### Work item
Please write every entry out again, exactly as it reads below.

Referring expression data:
-.-.-

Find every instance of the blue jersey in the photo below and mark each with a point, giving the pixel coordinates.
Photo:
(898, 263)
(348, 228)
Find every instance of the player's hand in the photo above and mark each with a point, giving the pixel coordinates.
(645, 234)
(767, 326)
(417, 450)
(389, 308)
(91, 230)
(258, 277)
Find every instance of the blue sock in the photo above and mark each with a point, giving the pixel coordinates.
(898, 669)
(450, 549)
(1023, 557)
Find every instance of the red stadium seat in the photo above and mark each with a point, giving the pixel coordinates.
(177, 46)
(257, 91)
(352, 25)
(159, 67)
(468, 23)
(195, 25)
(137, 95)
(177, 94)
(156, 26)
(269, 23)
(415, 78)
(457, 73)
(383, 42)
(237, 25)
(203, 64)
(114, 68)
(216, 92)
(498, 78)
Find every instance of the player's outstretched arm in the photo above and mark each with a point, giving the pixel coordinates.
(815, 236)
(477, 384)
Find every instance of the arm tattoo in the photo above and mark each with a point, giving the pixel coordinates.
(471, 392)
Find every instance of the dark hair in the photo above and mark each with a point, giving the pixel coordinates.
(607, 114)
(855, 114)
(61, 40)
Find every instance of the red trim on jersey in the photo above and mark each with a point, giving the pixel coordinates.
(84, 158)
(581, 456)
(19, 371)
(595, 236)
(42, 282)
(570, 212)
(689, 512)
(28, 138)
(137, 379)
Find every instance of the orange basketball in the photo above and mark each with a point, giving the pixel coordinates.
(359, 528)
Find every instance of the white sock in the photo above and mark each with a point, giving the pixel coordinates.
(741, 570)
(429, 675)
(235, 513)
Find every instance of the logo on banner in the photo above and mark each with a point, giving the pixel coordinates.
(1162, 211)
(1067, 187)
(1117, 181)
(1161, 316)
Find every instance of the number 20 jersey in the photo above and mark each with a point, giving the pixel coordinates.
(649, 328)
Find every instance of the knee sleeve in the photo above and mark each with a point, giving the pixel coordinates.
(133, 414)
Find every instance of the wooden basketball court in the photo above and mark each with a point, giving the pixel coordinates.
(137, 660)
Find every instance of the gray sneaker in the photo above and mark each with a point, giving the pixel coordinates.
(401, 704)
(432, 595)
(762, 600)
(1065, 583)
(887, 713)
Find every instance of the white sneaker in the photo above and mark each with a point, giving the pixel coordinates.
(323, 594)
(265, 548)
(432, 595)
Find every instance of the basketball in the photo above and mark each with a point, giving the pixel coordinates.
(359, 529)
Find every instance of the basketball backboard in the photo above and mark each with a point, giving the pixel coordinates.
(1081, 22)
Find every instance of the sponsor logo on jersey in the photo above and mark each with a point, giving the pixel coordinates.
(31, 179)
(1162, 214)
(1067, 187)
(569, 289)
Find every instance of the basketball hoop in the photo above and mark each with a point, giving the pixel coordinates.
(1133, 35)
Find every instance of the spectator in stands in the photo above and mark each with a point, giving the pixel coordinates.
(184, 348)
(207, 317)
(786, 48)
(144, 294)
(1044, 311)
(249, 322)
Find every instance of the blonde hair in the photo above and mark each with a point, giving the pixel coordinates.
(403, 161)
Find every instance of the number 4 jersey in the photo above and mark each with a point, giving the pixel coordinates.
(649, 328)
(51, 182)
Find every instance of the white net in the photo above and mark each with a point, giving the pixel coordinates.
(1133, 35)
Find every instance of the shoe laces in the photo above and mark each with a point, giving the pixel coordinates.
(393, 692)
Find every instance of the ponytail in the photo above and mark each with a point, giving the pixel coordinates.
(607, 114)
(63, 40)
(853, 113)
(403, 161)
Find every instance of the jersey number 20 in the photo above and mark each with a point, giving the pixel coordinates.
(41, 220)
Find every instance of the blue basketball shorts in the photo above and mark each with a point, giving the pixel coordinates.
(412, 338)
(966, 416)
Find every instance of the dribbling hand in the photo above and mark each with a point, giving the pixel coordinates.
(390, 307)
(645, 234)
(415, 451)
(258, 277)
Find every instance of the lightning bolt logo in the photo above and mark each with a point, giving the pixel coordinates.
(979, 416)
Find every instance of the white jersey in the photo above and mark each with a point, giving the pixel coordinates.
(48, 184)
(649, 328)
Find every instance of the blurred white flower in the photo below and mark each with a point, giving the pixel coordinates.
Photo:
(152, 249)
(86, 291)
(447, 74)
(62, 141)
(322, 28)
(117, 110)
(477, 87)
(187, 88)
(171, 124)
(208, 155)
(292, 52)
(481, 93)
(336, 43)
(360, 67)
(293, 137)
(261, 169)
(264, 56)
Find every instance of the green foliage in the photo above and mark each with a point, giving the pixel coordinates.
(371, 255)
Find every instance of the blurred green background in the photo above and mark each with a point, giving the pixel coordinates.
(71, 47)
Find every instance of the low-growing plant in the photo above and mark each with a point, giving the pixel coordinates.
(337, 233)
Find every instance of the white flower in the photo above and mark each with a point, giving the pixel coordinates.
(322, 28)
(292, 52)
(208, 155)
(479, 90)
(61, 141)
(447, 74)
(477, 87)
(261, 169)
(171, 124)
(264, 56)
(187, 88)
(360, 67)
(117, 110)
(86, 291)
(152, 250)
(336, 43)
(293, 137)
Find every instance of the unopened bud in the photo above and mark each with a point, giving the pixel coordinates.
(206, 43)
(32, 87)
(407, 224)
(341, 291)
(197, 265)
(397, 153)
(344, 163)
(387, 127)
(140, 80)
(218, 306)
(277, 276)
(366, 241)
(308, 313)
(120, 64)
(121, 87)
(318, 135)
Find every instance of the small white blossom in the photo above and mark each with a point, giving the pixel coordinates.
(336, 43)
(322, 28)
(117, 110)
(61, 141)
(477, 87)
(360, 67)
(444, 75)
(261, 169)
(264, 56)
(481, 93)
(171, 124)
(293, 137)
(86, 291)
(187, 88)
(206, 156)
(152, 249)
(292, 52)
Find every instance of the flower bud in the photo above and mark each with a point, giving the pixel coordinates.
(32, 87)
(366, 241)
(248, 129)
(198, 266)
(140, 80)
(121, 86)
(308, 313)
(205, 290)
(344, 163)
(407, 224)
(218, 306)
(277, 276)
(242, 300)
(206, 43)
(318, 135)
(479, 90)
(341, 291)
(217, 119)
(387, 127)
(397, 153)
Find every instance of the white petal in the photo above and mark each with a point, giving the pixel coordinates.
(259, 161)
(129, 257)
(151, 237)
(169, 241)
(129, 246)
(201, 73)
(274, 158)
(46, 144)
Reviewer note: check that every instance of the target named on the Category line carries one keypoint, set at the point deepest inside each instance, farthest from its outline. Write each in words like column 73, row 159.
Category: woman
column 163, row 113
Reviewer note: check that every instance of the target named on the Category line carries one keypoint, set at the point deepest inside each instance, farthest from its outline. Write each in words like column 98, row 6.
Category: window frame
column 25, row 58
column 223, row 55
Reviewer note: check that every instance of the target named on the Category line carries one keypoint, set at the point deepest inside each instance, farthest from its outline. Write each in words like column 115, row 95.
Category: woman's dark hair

-.-.-

### Solution to this task
Find every instance of the blue jersey in the photo below and mark each with a point, giving the pixel coordinates.
Photo:
(898, 263)
(348, 228)
Find every instance of the player's hand in the photo above and mark each with a point, giving the pixel coordinates.
(645, 234)
(767, 326)
(417, 450)
(389, 308)
(91, 230)
(258, 277)
Find every instance of the blue sock in the photo above and mark each with a point, giving the pixel coordinates.
(898, 669)
(450, 549)
(1023, 557)
Find every instance of the red stadium seat in the photo above and mark each with a point, giving the pixel coordinates.
(177, 46)
(257, 91)
(352, 25)
(159, 67)
(468, 23)
(195, 25)
(137, 95)
(177, 94)
(156, 26)
(269, 23)
(415, 78)
(457, 73)
(383, 42)
(237, 25)
(203, 64)
(114, 68)
(216, 92)
(498, 78)
Find every instance of the player's outstretched arm in the photo above and mark each with a point, giving the pixel coordinates.
(815, 236)
(477, 384)
Find every instance of the arm tattoo in the photo above and mark each with a point, giving the pixel coordinates.
(471, 392)
Find every instance of the dark hair in the photo above and mark each with a point, giving the pixel coordinates.
(607, 114)
(855, 114)
(61, 40)
Find every instance of the red trim on jersey in the photo above and mark each with a point, giving the pixel coordinates.
(84, 158)
(581, 456)
(19, 371)
(595, 236)
(42, 282)
(570, 212)
(689, 512)
(28, 138)
(137, 379)
Find every instance of the orange basketball in the photo above and mark each with a point, giving the pixel coordinates.
(359, 528)
Find every instance of the white sock in the photo above and mark each with a point, giving the pixel coordinates.
(741, 570)
(429, 675)
(235, 513)
Find every instance of the logo on banner in the photo above and mark each with a point, giving the pixel coordinates.
(1162, 211)
(1067, 187)
(1117, 181)
(1161, 316)
Find every instance of the number 20 jersey in the photo above and mark each with a point, giving the pixel coordinates.
(649, 328)
Find every instance of the knee sleeve in the photo above and mark each with a point, giving the pixel coordinates.
(133, 414)
Find every instance of the wooden basketball court in the photo above and mark each with a point, giving the pixel coordinates.
(137, 660)
Find every instance of the gray sneaker in the photo above and mark each with a point, giving the pixel coordinates.
(401, 704)
(432, 595)
(762, 600)
(1065, 583)
(887, 713)
Find every instance of the white sneaker in the photo above and mark each with a point, giving the pixel coordinates.
(323, 594)
(265, 548)
(432, 595)
Find every instance of the basketball in the photo above and mark each with a point, giving the pixel coordinates.
(359, 529)
Find every instance of the basketball backboard in the photo above and mark each with a point, giving the pixel coordinates.
(1081, 22)
Find every instance of the sponsor logo on jersey in the photo above and mark each with a point, giving the pixel coordinates.
(31, 179)
(1162, 214)
(1067, 187)
(569, 289)
Find every instance of the basketball hoop in the photo above and mark each with a point, giving the pixel coordinates.
(1133, 35)
Find every instance of the spectator in stands in the photo above and mark each with a point, giving the pixel coordinates.
(184, 348)
(207, 317)
(786, 48)
(144, 294)
(1044, 311)
(249, 322)
Find every instance of the blonde hair in the photo above and mark each with a point, giving the pixel coordinates.
(403, 161)
Find every instance of the number 4 jersey in the photo above and mark each with a point, giving the pixel coordinates.
(649, 328)
(51, 182)
Find every instance of the white net in the photo above and mark each with a point, giving the pixel coordinates.
(1133, 35)
Find every instance of the shoe laces in the photo above and mark each with a point, giving the pixel coordinates.
(393, 692)
Find every instance of the ponytail in the photo above and mark each with a point, giving the pixel coordinates.
(607, 114)
(63, 40)
(853, 113)
(403, 161)
Find every instance of the jersey number 20 in the photo above and mark each with a point, giving the pixel coordinates.
(41, 220)
Find every instance of the blue basketball shorts in the photo above and mark each with a point, giving the pixel coordinates.
(412, 338)
(966, 416)
Find every instance of the dribbling hand in the photo above and mark each with a point, giving the pixel coordinates.
(390, 307)
(645, 234)
(415, 451)
(258, 277)
Find every instance of the lightning bolt logo in the photo above and mark each with a point, giving the pixel coordinates.
(979, 416)
Find every instance of the white jersey in the photo above and mark each with a point, giving the pixel coordinates.
(48, 184)
(649, 328)
Find every instance of the blurred white flower in the photo below and mark each with a point, giving the pixel coordinates.
Photo:
(152, 249)
(86, 291)
(447, 74)
(62, 141)
(322, 28)
(117, 110)
(477, 87)
(187, 88)
(171, 124)
(208, 155)
(292, 52)
(481, 93)
(336, 43)
(360, 67)
(293, 137)
(261, 169)
(264, 56)
Find every instance of the green foliage in the photo above and mark each with a point, giving the pixel coordinates.
(371, 255)
Find every instance of the blurred green background in the photo above and mark each with a point, giving the pixel coordinates.
(71, 47)
Find every instance of the low-growing plant in the photo above and mark each with a point, giving the pixel coordinates.
(337, 233)
Find every instance of the white flower in the photo above and mark each with a point, giving the pixel coordinates.
(322, 28)
(292, 52)
(208, 155)
(479, 90)
(61, 141)
(447, 74)
(477, 87)
(261, 169)
(171, 124)
(264, 56)
(187, 88)
(360, 67)
(117, 110)
(86, 291)
(152, 250)
(336, 43)
(293, 137)
Find every instance of the unopened bud in the photo above and mark each with a point, giving the pixel coordinates.
(206, 43)
(32, 87)
(407, 224)
(341, 291)
(197, 265)
(397, 153)
(344, 163)
(387, 127)
(140, 80)
(218, 306)
(277, 276)
(366, 241)
(308, 313)
(120, 64)
(121, 87)
(318, 135)
Find every instance of the small white blossom in the photo above and mark each with a point, giving the pixel coordinates.
(336, 43)
(322, 28)
(117, 110)
(61, 141)
(477, 87)
(360, 67)
(444, 75)
(261, 169)
(264, 56)
(481, 93)
(171, 124)
(293, 137)
(86, 291)
(187, 88)
(206, 156)
(152, 249)
(292, 52)
Find every instance of the flower bud in the photo above and mark each with a point, giving the pixel coordinates.
(32, 87)
(366, 241)
(248, 129)
(198, 266)
(140, 80)
(121, 86)
(308, 313)
(205, 290)
(344, 163)
(407, 224)
(218, 306)
(277, 276)
(242, 300)
(206, 43)
(318, 135)
(479, 90)
(341, 291)
(217, 119)
(387, 127)
(397, 153)
Find every instance of the white petal in the photo above and mark each with a point, giving the pixel coordinates.
(259, 161)
(129, 257)
(151, 237)
(169, 241)
(129, 246)
(201, 73)
(274, 158)
(46, 144)
Reviewer note: check that every instance of the target named on the Category line carries one keypoint, set at the point deepest inside each instance, farthest from its outline. Write each in words like column 73, row 159.
Category: woman
column 163, row 113
Reviewer note: check that every instance of the target named on the Category line carries one keypoint, set at the point deepest inside each instance, farthest from its outline. Write each in words like column 98, row 6.
Category: window frame
column 25, row 58
column 223, row 55
Reviewer note: check that every instance of the target named on the Category line carries one keypoint, set at the point deepest inside each instance, farthest from its outline. Write each in words like column 115, row 95.
Category: woman's dark hair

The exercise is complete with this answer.